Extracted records
____

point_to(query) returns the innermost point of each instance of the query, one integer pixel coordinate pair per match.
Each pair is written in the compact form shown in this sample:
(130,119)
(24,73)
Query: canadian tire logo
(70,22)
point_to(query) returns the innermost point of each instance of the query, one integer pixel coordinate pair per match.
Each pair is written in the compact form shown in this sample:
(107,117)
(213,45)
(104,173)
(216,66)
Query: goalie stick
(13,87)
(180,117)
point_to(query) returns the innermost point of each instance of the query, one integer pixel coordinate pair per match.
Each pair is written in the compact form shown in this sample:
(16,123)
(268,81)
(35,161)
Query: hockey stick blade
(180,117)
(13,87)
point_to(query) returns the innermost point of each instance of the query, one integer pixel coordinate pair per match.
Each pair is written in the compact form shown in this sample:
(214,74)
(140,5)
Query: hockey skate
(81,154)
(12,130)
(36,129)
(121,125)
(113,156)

____

Reproduce the lines above verbatim, from the first line to the last.

point_to(query) returns the innermost point of each instance of the query, one integer pixel coordinate pair per match.
Each pair is written in the compact form shown in this sample:
(130,119)
(24,73)
Query: canadian tire logo
(70,22)
point_to(query) returns the innermost point of each instance of the query, one integer pixel coordinate pair per match.
Each pair is written in the compact form shown in this sample:
(107,117)
(213,45)
(104,173)
(216,66)
Query: goalie stick
(13,87)
(180,117)
point_to(query) returns the innermost point of each instance of the query, one integer pixel coordinate pair per match.
Each pair is written in the compact form shown in this sample:
(16,123)
(268,81)
(35,161)
Query: hockey stick blade
(180,117)
(13,87)
point_to(query) returns the innermost point of each instance of the query, one integer pixel coordinate pair per match.
Each pair is written in the compact form shown in this sample:
(214,74)
(140,5)
Query: hockey skate
(81,154)
(12,130)
(36,129)
(121,125)
(113,156)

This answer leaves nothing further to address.